Say the data back exactly as it is written below.

[Referring expression data]
== Segment start ==

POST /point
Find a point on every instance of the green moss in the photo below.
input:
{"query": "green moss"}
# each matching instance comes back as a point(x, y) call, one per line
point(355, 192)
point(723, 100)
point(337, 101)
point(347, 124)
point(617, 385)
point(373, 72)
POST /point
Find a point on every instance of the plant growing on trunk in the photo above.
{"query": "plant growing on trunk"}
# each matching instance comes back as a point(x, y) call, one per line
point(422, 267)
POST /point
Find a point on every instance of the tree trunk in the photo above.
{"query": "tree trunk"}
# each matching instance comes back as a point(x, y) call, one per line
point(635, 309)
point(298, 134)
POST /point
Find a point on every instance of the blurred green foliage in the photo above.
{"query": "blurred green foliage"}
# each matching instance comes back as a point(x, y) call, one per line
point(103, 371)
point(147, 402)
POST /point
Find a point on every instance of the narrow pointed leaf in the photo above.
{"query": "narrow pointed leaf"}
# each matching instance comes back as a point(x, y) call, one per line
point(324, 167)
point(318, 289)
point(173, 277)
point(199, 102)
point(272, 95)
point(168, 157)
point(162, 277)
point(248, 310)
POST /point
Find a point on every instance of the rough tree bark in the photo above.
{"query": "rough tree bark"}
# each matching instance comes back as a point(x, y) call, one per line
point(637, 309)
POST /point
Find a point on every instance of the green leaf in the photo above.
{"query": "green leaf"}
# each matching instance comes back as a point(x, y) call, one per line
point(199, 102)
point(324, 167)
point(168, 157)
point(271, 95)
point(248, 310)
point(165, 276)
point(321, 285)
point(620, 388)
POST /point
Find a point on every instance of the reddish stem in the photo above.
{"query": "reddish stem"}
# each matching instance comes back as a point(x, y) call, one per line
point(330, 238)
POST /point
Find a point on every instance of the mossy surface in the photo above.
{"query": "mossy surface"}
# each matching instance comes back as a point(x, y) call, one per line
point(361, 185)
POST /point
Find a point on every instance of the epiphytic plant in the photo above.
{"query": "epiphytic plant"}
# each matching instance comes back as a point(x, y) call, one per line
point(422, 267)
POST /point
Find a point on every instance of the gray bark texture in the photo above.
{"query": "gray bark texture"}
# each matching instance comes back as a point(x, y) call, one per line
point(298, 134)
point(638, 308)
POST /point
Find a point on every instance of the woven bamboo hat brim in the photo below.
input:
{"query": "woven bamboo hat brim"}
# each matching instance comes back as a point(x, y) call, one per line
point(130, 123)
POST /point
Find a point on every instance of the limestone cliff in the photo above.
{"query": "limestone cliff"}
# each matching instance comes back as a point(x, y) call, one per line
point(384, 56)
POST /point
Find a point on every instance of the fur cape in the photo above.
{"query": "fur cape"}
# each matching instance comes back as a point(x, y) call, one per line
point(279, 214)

== Segment end ==

Result for this task:
POST /point
Find a point on every instance of the green moss in the photo below.
input:
{"query": "green moss"}
# each matching instance comes back as a point(x, y) call, one per line
point(355, 192)
point(723, 100)
point(337, 101)
point(347, 124)
point(617, 385)
point(373, 72)
POST /point
Find a point on every instance of the plant growing on trunk in the photo above.
{"query": "plant growing on trunk"}
# each matching instance comes back as a point(x, y) call, one per line
point(422, 267)
POST /point
Find a point on every instance of the tree trunk in the photo above.
{"query": "tree trunk"}
# each matching instance comes back as a point(x, y) call, one per line
point(635, 309)
point(298, 134)
POST /point
Find a point on every instance of the blurred green foliage in the photo above.
{"query": "blurred green foliage"}
# each matching instance comes back as a point(x, y) call, one per line
point(103, 371)
point(147, 402)
POST /point
Find a point on every instance of the narrow pointed leaf in the photo above.
{"query": "narrow pointed leaf"}
# each matching instance comes back as a point(x, y) call, one per line
point(324, 167)
point(318, 289)
point(173, 277)
point(199, 102)
point(272, 95)
point(168, 157)
point(162, 277)
point(248, 310)
POST /point
Find a point on every instance of the rough tree bark in the photo above.
{"query": "rough tree bark"}
# each matching instance comes back as a point(x, y) call, one per line
point(637, 309)
POST /point
Find a point on every instance of the green leaf in the photo above.
{"query": "green leaf"}
# each matching instance comes back as a point(x, y) call, one per line
point(199, 102)
point(324, 167)
point(168, 157)
point(271, 95)
point(248, 310)
point(165, 276)
point(321, 285)
point(620, 388)
POST /point
Find a point on every instance of the reddish stem in the photo above.
{"query": "reddish stem"}
# each matching instance comes back as a point(x, y) call, one per line
point(330, 238)
POST /point
Find a point on every instance of the mossy surface in the photo above.
{"query": "mossy surface"}
# each matching instance comes back as a point(x, y) call, one per line
point(361, 185)
POST /point
Find a point on every instance of the epiphytic plant in the photo above.
{"query": "epiphytic plant"}
# each matching instance comes back as a point(x, y) call, one per line
point(422, 267)
POST /point
Find a point on every instance of the gray bark texture in the photo above.
{"query": "gray bark texture"}
# each matching instance comes back as a point(x, y) call, one per line
point(298, 134)
point(638, 308)
POST /point
Find a point on every instance of the woven bamboo hat brim in the photo below.
input:
{"query": "woven bamboo hat brim"}
# each matching instance comes back as a point(x, y) call, one per line
point(130, 123)
POST /point
Find a point on every instance of the limestone cliff in the photo above.
{"query": "limestone cliff"}
# each matching instance comes back as a point(x, y) call, one per line
point(384, 56)
POST /point
Find a point on every instance of the fur cape in the photo above.
{"query": "fur cape"}
# each matching instance comes back as a point(x, y) call, one per line
point(279, 214)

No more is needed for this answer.